# Recommended summer oil for a 1965 GTO



## HickBoy (Aug 5, 2018)

As it's getting closer to summer I am wanting to swap out my engine oil. The car is a 1965 GTO but I am not 100% sure the engine is original but I believe it's mostly stock (Screenshots attached). Currently the car runs fine but when it's cold my oil pressure will hover around 60psi regardless of whether I am at idle or driving 70mph on the freeway. If I go beyond 70+ it jumps up to 70psi. Once the car warms up it starts to drop back to around 30psi at idle and then increases about 10psi for every 10mph faster I go.

It can take a good 30+ minutes of driving before I see the change where the pressure starts to follow my speeding up or slowing down.
I'm also not sure that it's old school oil with Zinc as I had a shop replace the valley pan and they did an oil change with whatever shop oil they use but I am guessing 5W30 (without zinc).

I live in the San Fernando valley (Los Angeles) here in California so during the summer it can be 100deg+ on warm days and almost never drops below freezing. I believe the engine has flat-tappet cams so I am thinking I need a good oil with Zinc. What do you recommend I put in for the summer?
# # # #
▸ WHAT THIS TASK INVOLVES: Copy the forum post on summer oil for a 1965 GTO word for word, from its title to its last line.
# # # #
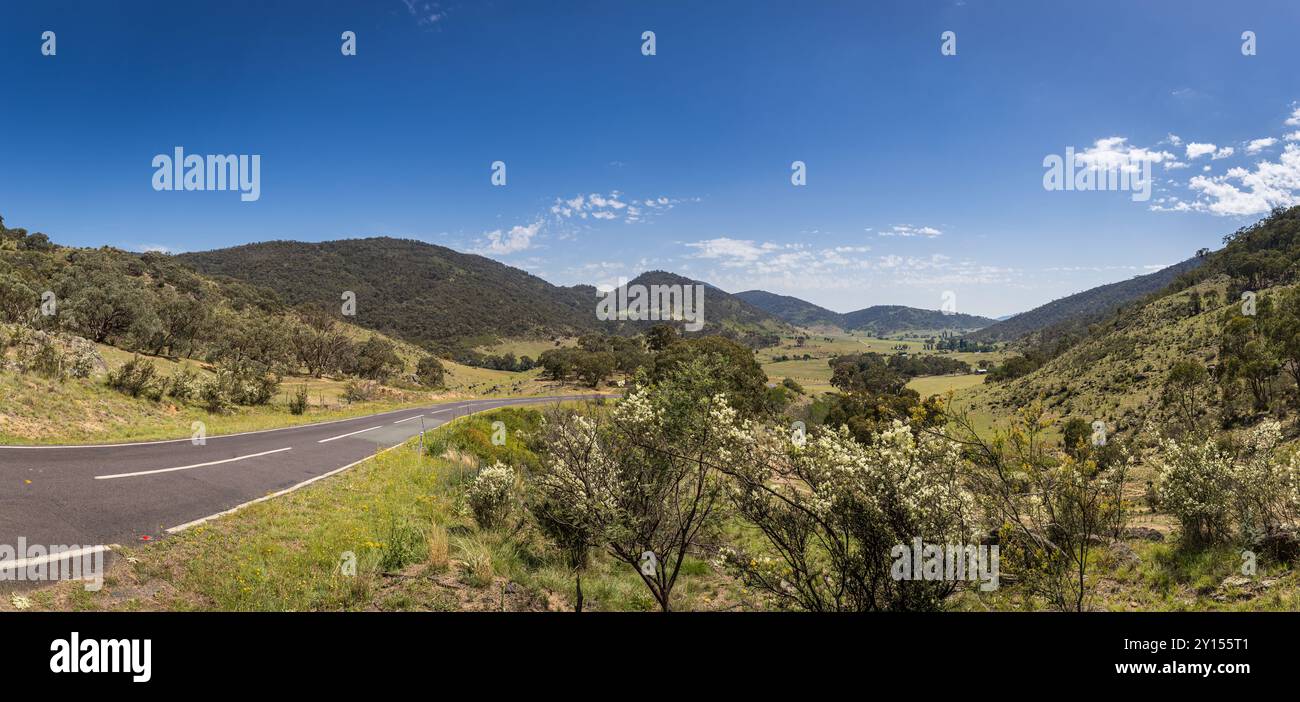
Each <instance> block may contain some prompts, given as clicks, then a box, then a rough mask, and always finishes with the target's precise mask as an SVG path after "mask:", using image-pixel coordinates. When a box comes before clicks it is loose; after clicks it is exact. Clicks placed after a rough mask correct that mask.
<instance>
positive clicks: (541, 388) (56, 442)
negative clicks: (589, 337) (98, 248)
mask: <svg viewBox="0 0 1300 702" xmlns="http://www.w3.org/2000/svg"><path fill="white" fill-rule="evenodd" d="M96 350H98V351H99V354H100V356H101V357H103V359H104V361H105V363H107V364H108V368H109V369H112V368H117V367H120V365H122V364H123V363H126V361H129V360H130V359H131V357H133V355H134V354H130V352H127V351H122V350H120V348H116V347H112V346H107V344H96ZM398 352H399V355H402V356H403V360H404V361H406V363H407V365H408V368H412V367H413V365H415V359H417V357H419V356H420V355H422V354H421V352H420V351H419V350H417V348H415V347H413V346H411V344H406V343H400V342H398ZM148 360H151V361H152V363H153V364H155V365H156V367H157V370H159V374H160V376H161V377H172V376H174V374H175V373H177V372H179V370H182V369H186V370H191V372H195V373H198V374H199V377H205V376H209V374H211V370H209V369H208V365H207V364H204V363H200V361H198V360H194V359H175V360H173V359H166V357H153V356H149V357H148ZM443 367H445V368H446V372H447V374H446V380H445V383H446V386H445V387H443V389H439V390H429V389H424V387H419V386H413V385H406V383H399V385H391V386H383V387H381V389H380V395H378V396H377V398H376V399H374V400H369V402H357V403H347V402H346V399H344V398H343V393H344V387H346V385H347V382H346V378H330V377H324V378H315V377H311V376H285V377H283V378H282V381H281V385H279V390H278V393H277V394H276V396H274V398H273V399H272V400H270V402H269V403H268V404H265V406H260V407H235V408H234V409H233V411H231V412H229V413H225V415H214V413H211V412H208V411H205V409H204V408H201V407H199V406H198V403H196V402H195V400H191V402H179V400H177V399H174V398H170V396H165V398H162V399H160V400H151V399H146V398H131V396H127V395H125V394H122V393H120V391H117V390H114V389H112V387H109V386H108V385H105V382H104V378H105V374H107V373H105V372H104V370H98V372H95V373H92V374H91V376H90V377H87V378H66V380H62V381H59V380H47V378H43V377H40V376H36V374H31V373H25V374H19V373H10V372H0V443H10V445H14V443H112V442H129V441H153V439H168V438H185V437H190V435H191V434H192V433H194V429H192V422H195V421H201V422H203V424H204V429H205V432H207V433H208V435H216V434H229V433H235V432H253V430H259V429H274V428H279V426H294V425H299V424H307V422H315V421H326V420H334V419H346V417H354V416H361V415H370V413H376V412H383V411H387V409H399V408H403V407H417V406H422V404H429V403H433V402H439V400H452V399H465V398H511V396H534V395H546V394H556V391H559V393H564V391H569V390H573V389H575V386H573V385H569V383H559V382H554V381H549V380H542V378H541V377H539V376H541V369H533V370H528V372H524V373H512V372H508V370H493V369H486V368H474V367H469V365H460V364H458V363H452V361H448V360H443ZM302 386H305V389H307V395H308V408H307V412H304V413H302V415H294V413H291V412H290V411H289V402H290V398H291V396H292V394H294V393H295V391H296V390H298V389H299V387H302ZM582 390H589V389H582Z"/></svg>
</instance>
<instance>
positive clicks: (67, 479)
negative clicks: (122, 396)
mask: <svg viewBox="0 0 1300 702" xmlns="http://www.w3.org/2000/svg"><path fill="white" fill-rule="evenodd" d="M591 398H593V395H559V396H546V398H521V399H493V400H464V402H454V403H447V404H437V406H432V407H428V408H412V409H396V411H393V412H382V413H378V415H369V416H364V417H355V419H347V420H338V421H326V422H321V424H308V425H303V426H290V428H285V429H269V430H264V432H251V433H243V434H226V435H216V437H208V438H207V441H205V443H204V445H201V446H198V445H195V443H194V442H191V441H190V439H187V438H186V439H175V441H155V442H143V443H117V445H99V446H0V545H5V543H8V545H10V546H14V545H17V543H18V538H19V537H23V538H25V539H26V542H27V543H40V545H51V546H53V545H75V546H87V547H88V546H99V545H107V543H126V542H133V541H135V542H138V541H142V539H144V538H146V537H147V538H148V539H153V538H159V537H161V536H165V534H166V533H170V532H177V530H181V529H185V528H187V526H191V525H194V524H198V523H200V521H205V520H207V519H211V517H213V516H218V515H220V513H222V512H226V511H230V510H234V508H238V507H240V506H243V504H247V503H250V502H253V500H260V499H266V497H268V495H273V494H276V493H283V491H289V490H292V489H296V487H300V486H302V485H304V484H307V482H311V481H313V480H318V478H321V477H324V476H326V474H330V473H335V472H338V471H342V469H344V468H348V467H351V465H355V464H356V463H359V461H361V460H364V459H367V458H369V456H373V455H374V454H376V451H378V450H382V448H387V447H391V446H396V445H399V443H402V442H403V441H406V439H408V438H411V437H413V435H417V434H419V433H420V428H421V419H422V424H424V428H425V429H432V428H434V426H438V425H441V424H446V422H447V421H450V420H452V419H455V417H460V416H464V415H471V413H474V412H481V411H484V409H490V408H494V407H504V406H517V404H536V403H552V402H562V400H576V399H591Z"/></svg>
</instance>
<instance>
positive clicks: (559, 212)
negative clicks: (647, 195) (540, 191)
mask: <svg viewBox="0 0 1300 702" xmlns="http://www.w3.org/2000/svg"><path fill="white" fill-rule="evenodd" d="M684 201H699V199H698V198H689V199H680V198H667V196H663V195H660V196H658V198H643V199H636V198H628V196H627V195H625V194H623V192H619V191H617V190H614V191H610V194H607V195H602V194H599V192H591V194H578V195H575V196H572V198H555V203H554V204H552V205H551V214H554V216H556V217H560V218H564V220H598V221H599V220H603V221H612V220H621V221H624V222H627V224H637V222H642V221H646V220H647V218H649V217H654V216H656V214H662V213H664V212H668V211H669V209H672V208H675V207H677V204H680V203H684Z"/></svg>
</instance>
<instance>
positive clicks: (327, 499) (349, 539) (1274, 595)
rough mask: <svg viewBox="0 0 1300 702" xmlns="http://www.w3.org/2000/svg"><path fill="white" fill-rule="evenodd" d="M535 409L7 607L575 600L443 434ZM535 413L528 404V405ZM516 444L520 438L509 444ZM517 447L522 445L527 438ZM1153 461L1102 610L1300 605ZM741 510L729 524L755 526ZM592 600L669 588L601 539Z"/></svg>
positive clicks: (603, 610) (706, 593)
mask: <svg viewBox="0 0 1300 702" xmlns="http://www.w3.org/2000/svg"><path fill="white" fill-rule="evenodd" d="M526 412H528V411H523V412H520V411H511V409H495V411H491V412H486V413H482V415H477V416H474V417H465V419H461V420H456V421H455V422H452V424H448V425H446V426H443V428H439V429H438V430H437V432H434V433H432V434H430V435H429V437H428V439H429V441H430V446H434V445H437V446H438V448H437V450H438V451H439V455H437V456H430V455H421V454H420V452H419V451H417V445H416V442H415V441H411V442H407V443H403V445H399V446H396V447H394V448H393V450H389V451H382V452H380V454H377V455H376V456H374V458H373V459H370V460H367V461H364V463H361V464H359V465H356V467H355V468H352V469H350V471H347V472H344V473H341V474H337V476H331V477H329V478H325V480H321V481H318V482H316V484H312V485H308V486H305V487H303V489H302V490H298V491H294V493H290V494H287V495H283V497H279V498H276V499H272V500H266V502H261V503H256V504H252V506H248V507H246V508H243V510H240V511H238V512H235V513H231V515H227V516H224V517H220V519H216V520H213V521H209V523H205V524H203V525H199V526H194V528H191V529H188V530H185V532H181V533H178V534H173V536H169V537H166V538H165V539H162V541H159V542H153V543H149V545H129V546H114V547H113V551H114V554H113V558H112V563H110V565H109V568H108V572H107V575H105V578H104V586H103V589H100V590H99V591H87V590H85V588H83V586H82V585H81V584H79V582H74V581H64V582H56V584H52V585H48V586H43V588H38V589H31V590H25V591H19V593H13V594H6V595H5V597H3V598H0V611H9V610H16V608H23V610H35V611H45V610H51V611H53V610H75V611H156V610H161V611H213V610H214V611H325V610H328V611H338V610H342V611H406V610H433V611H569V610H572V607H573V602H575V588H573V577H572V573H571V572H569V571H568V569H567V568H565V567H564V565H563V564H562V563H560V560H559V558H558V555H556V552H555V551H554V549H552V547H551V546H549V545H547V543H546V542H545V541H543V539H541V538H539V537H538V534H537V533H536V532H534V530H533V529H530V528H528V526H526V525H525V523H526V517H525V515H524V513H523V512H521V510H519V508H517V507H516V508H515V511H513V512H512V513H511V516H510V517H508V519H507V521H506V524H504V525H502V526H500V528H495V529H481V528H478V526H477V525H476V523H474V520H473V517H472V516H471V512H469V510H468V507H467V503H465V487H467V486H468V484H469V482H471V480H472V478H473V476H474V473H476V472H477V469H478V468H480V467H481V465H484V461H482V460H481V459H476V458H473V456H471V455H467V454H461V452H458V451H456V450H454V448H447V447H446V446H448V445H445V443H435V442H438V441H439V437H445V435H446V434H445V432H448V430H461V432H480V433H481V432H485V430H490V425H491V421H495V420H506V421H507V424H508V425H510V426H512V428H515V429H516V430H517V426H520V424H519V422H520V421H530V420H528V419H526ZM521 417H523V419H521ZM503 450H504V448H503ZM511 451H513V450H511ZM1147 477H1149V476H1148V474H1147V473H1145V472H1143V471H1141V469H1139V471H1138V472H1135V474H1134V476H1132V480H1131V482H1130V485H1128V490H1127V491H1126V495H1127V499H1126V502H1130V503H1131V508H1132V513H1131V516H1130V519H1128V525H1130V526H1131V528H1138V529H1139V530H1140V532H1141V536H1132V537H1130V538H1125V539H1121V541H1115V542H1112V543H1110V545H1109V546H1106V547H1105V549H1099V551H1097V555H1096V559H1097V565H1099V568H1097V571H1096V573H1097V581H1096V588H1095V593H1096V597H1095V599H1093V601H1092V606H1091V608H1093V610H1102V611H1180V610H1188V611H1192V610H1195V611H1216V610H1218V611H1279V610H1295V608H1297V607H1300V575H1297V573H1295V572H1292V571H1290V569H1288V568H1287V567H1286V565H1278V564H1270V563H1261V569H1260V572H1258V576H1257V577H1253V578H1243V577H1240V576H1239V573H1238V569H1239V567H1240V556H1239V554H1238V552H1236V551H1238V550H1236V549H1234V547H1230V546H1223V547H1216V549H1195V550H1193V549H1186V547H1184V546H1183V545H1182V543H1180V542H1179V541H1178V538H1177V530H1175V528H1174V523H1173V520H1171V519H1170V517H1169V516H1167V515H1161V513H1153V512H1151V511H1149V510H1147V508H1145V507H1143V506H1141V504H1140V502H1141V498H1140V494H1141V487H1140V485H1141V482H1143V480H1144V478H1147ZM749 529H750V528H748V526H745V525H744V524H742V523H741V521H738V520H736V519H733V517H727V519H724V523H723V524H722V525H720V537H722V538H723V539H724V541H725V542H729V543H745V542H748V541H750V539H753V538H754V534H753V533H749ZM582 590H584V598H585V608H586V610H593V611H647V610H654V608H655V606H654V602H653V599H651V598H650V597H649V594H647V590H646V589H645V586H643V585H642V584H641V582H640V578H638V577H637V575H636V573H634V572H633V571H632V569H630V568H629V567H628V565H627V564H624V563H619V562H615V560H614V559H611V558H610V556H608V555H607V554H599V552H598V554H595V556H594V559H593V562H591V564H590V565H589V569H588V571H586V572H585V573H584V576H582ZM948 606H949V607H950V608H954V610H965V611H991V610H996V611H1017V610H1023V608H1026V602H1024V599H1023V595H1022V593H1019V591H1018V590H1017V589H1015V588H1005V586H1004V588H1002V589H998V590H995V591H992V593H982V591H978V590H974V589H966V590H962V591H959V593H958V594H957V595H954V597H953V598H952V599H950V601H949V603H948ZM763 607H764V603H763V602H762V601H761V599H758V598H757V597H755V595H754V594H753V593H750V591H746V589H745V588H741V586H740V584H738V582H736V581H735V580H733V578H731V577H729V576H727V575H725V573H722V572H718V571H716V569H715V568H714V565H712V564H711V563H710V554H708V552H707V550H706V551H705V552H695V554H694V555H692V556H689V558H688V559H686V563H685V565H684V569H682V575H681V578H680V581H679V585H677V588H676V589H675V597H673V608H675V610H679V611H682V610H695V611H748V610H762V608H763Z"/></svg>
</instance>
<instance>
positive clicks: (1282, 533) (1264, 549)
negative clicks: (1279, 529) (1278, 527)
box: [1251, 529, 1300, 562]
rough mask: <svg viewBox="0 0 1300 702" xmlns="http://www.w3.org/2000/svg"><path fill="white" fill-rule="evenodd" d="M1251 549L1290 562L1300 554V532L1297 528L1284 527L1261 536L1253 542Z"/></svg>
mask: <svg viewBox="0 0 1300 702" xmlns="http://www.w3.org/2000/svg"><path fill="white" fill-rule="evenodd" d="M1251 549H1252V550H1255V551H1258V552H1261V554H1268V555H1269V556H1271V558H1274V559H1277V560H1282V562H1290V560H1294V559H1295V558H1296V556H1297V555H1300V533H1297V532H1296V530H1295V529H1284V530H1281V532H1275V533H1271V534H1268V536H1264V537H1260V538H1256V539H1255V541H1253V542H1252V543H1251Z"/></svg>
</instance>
# # # #
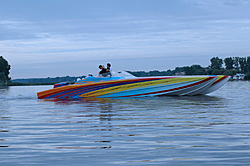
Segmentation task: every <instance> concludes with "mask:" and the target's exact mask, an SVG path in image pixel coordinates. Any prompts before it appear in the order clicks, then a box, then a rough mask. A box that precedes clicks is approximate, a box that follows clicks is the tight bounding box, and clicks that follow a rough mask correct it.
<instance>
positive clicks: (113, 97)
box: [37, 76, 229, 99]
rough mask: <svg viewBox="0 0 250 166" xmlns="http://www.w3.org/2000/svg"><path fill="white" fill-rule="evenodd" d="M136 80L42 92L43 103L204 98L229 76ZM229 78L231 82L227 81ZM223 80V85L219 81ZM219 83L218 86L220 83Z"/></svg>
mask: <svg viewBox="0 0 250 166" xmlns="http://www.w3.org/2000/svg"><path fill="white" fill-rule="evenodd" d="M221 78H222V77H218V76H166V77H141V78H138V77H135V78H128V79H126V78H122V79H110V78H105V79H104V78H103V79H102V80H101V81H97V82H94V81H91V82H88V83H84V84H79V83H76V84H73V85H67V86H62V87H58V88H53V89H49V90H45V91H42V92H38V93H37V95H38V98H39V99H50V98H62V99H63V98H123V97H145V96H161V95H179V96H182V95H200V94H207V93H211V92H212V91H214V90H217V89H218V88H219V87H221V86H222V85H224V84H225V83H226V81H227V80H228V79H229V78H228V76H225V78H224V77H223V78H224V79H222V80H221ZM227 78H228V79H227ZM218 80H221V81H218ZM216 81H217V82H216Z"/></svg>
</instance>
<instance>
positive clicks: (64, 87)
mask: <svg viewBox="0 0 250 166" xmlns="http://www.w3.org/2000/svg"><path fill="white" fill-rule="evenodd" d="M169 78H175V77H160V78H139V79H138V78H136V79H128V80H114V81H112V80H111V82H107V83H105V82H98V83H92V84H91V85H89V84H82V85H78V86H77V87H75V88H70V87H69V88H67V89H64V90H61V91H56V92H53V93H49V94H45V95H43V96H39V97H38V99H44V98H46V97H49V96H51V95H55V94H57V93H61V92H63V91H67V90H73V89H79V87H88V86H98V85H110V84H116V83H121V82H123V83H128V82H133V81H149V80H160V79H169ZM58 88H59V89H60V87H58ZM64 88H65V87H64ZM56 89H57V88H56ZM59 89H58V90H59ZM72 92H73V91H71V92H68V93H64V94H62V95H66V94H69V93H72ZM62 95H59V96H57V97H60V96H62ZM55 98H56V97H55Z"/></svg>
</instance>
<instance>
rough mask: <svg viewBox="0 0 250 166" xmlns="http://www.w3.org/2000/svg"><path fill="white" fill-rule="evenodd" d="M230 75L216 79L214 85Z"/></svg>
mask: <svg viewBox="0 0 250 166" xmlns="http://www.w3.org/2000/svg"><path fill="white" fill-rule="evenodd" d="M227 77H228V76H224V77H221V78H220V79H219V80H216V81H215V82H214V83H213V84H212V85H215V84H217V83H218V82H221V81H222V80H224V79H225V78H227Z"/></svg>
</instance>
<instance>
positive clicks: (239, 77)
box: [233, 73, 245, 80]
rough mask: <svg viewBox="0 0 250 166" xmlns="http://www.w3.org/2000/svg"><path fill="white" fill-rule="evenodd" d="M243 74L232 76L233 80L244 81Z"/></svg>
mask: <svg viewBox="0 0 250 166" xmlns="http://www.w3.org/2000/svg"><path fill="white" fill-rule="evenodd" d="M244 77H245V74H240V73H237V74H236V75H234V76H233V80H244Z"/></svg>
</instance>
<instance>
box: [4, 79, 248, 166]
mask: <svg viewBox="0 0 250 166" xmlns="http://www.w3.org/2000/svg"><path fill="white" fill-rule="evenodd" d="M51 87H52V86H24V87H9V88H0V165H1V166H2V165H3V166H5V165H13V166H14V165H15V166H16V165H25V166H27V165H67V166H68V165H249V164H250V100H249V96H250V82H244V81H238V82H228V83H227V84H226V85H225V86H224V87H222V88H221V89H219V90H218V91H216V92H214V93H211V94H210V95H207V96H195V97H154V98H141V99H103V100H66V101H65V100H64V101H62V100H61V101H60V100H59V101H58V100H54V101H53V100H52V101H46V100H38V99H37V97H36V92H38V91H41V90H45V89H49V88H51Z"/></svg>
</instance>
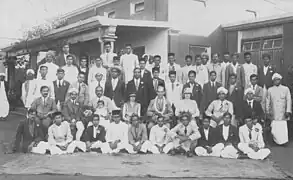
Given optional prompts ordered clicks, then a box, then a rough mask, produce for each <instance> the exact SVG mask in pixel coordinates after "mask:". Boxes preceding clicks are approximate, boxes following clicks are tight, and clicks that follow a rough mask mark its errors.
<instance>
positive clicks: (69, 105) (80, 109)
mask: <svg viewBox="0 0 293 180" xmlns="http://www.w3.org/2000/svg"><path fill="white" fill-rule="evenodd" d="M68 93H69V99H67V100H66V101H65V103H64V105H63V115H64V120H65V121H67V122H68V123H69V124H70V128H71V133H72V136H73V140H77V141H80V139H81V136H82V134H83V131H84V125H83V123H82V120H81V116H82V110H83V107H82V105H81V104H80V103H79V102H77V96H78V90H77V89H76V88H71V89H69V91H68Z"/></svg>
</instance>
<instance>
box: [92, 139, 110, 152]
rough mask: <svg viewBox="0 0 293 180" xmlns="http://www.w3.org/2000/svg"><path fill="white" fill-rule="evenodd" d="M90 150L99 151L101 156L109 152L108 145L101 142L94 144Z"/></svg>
# # # #
▸ COMPLETED EXERCISE:
# Recommended summer oil for a 1965 GTO



## HickBoy (Aug 5, 2018)

As it's getting closer to summer I am wanting to swap out my engine oil. The car is a 1965 GTO but I am not 100% sure the engine is original but I believe it's mostly stock (Screenshots attached). Currently the car runs fine but when it's cold my oil pressure will hover around 60psi regardless of whether I am at idle or driving 70mph on the freeway. If I go beyond 70+ it jumps up to 70psi. Once the car warms up it starts to drop back to around 30psi at idle and then increases about 10psi for every 10mph faster I go.

It can take a good 30+ minutes of driving before I see the change where the pressure starts to follow my speeding up or slowing down.
I'm also not sure that it's old school oil with Zinc as I had a shop replace the valley pan and they did an oil change with whatever shop oil they use but I am guessing 5W30 (without zinc).

I live in the San Fernando valley (Los Angeles) here in California so during the summer it can be 100deg+ on warm days and almost never drops below freezing. I believe the engine has flat-tappet cams so I am thinking I need a good oil with Zinc. What do you recommend I put in for the summer?